Certainly, the better-than-expected move-in performance bolsters our expectation for occupancy improvement over the balance of the year. Again, we believe that this strong move-in performance has been driven by strong sales execution, portfolio capital investments and an improving economy in housing market.

During the first quarter, we saw similar pricing strength as we saw in the fourth quarter of 2012, with a 2.8% year-over-year increase in Senior Living revenue per unit. We increased the in-place resident rates in the Assisted Living and Memory Care communities, roughly 44% of our consolidated capacity, a little bit over 3% on January 1.

We continue to be diligent about maximizing pricing in each market and look for opportunities to increase street rates where we can. The 2.8% revenue per unit increase was a little above our expectations and more than made up for the slight occupancy shortfall to our expectations, given the spike in move-outs.

Our ancillary services business produced $60.2 million of revenue, an 11.8% increase from the first quarter of 2012. We saw a nice increase in Home Health volume, continuing to come from the maturation of the rollout to the former Horizon Bay communities. We also saw a decrease in volume in our outpatient therapy business, as residents deferred therapy in fear of the new approval caps.

Ancillary services' operating income for the first quarter was up 14.9% from the first quarter of 2012. We benefited from the delay in the effective date of sequestration, but we did have some impact in the first quarter. As we expected, there was a rate reduction related to home health episodes on case load on April 1 that were admitted in the first quarter, resulting in effective Home Health reproductions impacting services as far back as February.

There are numerous pluses and minuses going on with the economics of the Ancillary business, as we look to the balance of the year. We'll continue to have growth particularly in Home Health and are focused on cost mitigation strategies in Home Health as well. Conversely, the Outpatient Therapy, MPPR, reduction began April 1. Sequestration is also in full gear as of April 1 and a continued uncertainty of therapy claim review cap weighed on therapy volume.

We still expect full year operating income to be equal to last year's operating income in our ancillary services segment. Our Independent Living entry fee sales were on par with historical seasonal trends. Gross entry fee receipts were 12.6% higher than the first quarter of 2012. The total dollar amount of entry fee refunds was up 15%. Refunds vary based on a number of factors, such as the type of contract associated with move-outs and the unit type. Our $7.6 million of net entry fee cash flow was approximately $700,000 higher than the first quarter of 2012.

In summary, entry fee sales activity remained strong, though the first quarter trends -- the first quarter tends to be the lowest sales quarter of the year.

Looking at our same community data for senior housing for the first quarter of 2013, compared to the first quarter of last year, our senior housing same communities produced a 3.6% increase in revenue due to a 2.6% increase in revenue per unit and a 90-basis-point improvement in occupancy. Of course, the important story for us was the modest 2.4% increase in expenses.

We talked last quarter about some of the changes we've made to our operations organization to improve operational performance and about other cost control initiatives we had underway.

:: Your assignment ::
Reproduce the senior living earnings remarks from "We still expect" up to and including "quarter of the year.".

:: Data for analysis ::
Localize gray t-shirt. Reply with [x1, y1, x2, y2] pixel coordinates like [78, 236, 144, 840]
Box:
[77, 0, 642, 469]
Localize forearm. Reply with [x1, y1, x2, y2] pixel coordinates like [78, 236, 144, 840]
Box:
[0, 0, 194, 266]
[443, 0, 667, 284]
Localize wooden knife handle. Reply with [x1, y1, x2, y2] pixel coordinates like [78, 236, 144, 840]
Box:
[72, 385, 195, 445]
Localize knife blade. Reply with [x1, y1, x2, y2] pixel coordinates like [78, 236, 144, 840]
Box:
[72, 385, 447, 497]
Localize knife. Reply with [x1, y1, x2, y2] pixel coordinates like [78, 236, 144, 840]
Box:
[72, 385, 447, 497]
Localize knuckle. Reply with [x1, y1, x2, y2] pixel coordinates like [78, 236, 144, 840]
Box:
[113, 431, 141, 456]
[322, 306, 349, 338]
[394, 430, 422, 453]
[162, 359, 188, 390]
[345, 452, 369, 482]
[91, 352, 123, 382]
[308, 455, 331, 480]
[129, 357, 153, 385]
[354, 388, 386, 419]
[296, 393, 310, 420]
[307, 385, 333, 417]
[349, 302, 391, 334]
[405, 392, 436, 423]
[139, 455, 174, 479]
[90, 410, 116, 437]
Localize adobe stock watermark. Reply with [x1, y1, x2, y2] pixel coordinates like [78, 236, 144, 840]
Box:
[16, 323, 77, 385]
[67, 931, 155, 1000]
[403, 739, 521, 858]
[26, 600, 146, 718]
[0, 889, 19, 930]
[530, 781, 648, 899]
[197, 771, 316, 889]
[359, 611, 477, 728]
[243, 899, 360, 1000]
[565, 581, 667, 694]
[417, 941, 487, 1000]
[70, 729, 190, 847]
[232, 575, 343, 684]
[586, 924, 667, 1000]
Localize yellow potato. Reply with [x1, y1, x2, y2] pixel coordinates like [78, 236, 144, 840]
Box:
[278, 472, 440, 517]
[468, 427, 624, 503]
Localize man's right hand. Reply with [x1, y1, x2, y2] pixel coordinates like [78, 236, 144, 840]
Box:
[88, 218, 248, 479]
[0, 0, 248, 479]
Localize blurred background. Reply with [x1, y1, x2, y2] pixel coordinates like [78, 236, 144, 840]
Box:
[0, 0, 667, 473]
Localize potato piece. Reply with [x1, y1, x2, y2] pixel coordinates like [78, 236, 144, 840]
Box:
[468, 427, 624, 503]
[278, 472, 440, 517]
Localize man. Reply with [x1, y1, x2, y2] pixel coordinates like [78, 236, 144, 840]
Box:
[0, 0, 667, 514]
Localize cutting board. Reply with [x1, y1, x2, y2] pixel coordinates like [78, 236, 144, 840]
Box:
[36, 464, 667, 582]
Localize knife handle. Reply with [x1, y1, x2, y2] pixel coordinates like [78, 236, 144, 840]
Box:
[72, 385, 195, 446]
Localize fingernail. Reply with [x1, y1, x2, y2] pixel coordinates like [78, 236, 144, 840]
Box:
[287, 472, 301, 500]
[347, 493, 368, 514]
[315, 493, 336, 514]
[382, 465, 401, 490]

--

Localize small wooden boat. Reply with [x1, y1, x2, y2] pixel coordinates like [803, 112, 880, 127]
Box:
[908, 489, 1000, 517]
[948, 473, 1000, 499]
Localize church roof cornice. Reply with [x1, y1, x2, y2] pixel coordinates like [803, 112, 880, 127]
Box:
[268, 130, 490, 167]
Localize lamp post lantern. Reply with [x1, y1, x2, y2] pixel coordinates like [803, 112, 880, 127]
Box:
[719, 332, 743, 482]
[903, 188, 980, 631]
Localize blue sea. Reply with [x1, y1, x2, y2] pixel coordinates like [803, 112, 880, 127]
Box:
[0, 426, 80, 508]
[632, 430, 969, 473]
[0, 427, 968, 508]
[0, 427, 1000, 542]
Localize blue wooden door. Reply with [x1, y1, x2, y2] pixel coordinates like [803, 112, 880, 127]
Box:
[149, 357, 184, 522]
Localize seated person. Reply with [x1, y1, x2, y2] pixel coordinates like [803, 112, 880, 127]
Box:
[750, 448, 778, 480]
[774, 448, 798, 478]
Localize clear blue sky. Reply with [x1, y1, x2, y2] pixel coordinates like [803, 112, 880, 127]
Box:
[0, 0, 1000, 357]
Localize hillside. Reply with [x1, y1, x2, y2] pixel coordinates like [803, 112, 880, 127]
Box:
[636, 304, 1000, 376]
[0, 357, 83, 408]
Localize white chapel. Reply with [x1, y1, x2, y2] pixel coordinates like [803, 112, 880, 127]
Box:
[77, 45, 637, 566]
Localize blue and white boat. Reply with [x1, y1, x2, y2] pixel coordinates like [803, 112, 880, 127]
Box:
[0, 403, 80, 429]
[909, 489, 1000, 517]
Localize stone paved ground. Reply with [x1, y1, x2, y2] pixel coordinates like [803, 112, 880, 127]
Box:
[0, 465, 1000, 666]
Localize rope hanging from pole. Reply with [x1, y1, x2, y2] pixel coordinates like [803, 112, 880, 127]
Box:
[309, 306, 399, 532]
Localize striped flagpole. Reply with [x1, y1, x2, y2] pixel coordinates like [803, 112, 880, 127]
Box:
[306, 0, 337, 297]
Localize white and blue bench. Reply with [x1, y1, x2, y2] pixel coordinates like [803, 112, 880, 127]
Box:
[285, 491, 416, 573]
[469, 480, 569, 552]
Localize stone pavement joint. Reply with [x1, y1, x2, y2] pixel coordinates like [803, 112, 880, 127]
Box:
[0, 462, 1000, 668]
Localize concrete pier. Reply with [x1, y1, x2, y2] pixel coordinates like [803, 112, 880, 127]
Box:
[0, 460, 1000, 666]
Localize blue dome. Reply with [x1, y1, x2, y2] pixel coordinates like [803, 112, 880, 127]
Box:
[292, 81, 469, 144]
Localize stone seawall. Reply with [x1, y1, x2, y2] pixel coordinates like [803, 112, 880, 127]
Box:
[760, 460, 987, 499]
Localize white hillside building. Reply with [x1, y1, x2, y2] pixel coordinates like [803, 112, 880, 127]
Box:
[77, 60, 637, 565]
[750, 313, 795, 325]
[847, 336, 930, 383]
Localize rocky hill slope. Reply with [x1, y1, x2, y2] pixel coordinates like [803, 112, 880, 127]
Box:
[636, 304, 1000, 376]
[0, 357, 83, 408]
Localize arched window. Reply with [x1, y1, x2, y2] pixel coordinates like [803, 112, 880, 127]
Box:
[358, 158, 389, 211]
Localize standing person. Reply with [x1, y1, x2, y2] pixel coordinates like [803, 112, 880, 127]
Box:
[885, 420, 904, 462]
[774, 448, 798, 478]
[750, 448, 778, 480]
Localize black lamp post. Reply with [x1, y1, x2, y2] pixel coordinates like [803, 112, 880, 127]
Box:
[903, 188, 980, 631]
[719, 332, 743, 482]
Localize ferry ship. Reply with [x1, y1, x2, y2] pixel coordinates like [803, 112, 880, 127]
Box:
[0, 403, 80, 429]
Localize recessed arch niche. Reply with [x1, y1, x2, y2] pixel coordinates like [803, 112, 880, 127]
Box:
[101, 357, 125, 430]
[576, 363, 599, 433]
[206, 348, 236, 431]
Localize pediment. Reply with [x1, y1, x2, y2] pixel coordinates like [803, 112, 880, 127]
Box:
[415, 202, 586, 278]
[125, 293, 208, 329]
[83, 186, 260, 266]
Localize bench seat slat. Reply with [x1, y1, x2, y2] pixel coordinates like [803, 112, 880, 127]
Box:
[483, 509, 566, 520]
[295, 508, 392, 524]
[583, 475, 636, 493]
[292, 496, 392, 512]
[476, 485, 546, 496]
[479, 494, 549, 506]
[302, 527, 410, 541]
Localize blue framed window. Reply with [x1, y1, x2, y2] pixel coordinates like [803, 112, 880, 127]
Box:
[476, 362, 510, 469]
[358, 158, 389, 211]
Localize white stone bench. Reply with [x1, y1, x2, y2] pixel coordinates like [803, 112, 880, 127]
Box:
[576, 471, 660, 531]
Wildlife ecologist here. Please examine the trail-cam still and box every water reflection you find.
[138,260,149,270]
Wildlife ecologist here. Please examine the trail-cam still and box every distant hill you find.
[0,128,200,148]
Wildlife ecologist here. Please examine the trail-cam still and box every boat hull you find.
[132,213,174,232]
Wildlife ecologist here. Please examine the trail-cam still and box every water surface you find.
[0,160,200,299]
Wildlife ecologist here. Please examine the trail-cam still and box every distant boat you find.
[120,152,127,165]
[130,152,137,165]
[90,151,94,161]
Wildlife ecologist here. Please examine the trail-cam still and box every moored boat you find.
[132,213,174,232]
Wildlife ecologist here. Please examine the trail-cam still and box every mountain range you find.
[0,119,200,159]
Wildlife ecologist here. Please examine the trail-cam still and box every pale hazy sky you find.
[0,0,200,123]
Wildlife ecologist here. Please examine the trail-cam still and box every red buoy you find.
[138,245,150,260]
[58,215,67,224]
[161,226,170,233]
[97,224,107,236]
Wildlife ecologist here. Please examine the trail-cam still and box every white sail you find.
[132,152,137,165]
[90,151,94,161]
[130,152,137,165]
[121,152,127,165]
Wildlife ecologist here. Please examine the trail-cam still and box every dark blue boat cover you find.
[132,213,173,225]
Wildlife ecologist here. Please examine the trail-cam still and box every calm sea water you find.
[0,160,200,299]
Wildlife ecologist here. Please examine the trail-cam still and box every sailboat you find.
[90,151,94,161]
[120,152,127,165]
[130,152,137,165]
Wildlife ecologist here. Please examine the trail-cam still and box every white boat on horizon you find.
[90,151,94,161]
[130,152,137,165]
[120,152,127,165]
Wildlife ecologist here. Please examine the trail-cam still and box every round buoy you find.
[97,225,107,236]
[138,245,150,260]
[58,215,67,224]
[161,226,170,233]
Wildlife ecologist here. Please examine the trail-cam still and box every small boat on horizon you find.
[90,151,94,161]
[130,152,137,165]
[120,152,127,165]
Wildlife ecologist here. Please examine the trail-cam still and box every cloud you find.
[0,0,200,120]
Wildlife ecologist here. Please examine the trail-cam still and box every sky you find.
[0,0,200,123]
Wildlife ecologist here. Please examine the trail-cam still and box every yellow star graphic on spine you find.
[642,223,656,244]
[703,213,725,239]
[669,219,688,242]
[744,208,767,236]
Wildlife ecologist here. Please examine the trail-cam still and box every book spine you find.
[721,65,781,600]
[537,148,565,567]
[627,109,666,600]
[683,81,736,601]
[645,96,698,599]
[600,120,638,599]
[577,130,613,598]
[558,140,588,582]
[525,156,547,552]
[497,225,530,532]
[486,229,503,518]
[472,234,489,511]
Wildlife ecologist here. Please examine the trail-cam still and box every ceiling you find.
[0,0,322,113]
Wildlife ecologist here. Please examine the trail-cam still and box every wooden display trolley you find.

---

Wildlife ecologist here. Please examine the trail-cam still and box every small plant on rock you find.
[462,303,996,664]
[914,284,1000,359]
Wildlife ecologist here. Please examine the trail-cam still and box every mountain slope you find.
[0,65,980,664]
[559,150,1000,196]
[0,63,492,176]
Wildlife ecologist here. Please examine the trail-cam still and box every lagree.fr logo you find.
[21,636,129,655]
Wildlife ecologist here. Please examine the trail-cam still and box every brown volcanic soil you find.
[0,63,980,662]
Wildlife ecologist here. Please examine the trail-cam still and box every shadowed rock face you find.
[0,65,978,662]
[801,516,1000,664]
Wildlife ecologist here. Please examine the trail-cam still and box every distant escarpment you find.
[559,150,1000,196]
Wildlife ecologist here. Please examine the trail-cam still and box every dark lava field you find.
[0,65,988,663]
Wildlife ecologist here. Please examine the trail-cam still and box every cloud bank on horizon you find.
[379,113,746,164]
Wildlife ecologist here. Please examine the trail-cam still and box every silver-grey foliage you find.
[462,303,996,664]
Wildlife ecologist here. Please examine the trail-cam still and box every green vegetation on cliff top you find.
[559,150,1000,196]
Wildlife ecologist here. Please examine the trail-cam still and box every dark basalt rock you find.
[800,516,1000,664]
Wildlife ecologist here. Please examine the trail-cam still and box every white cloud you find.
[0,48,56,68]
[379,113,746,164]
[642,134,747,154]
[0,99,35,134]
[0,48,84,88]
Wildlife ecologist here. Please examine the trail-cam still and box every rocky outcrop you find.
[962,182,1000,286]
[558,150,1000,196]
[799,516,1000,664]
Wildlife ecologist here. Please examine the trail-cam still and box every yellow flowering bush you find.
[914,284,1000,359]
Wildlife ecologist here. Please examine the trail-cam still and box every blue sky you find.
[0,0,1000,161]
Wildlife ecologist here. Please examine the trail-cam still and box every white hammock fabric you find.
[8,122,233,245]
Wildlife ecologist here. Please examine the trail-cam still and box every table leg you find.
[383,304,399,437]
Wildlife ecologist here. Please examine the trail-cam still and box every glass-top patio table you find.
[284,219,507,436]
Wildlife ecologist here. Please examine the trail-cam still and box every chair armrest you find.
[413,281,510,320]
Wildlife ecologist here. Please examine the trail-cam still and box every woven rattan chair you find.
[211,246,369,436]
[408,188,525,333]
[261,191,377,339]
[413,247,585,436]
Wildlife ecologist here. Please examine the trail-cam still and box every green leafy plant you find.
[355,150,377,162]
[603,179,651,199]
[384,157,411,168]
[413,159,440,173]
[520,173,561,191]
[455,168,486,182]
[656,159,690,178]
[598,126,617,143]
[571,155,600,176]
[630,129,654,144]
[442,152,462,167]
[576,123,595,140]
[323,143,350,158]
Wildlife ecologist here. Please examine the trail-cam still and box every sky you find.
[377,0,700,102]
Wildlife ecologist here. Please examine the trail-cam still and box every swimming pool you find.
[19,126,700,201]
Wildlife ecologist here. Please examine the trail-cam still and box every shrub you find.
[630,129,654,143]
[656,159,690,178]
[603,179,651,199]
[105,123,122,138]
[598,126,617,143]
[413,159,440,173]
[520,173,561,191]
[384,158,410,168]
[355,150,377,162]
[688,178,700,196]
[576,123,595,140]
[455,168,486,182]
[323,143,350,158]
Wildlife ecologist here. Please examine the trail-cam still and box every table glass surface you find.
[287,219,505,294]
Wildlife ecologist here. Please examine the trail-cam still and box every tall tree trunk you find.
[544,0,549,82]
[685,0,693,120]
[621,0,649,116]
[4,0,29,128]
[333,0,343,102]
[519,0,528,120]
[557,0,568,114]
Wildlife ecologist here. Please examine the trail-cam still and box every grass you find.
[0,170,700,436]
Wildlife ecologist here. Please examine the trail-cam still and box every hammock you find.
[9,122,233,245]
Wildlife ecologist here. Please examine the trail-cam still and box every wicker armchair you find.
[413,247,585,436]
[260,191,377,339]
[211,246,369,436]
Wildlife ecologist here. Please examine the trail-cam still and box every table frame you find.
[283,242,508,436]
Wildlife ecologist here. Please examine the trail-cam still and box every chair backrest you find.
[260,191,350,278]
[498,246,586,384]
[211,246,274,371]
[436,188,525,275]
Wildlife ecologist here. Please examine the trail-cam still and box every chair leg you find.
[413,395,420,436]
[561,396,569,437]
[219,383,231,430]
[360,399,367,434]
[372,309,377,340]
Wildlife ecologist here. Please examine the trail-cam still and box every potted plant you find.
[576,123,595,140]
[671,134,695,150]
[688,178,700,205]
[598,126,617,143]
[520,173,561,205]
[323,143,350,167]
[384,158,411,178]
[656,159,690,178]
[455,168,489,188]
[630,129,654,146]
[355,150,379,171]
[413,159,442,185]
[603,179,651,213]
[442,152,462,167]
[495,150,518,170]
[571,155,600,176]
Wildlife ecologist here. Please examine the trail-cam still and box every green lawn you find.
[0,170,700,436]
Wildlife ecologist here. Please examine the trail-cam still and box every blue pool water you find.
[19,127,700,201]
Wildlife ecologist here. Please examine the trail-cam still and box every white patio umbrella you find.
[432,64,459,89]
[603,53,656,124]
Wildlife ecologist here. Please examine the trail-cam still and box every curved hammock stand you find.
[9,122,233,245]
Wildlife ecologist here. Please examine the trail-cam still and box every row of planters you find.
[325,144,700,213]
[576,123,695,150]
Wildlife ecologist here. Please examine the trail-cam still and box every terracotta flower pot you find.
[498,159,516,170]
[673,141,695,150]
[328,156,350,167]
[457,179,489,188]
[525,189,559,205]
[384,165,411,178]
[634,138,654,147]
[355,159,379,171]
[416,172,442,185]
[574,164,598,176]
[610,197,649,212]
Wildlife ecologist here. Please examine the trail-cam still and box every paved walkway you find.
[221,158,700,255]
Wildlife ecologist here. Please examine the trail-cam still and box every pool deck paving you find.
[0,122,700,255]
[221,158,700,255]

:: Response box ::
We still expect full year operating income to be equal to last year's operating income in our ancillary services segment. Our Independent Living entry fee sales were on par with historical seasonal trends. Gross entry fee receipts were 12.6% higher than the first quarter of 2012. The total dollar amount of entry fee refunds was up 15%. Refunds vary based on a number of factors, such as the type of contract associated with move-outs and the unit type. Our $7.6 million of net entry fee cash flow was approximately $700,000 higher than the first quarter of 2012.

In summary, entry fee sales activity remained strong, though the first quarter trends -- the first quarter tends to be the lowest sales quarter of the year.